[Dataset excerpts]
□ □ □ □ □ □ □

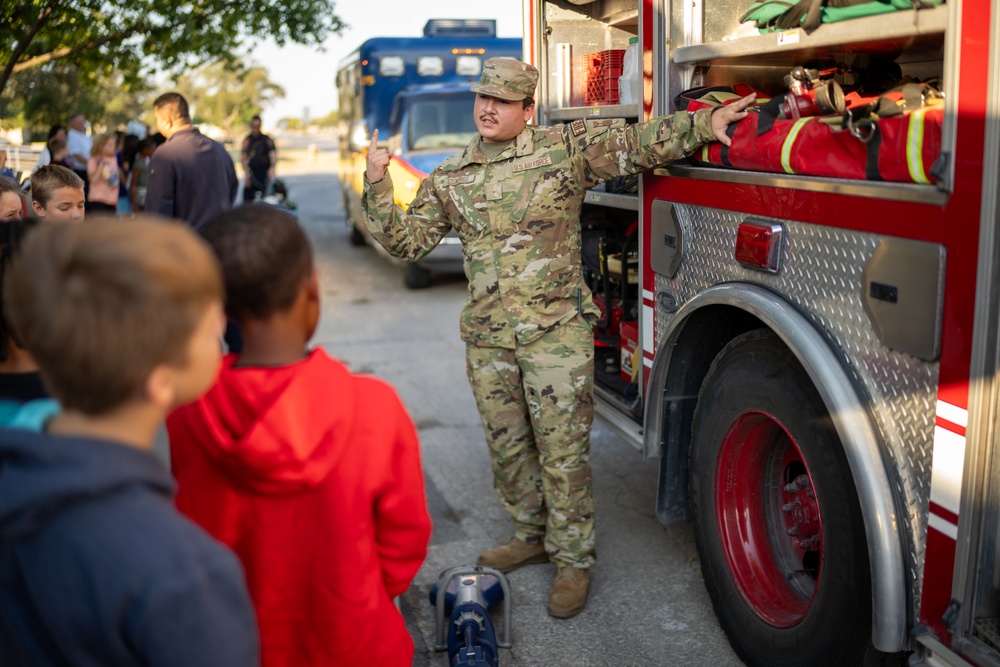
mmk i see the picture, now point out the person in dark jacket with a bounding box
[0,217,259,666]
[240,115,277,202]
[0,216,45,403]
[145,92,239,229]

□ □ □ □ □ □ □

§ Your goal:
Restate each entry word for word; omit the pictures.

§ Result:
mmk i see the picture, now point out the person in dark jacket with a bounding box
[0,217,259,666]
[240,115,277,202]
[0,216,45,403]
[145,92,239,229]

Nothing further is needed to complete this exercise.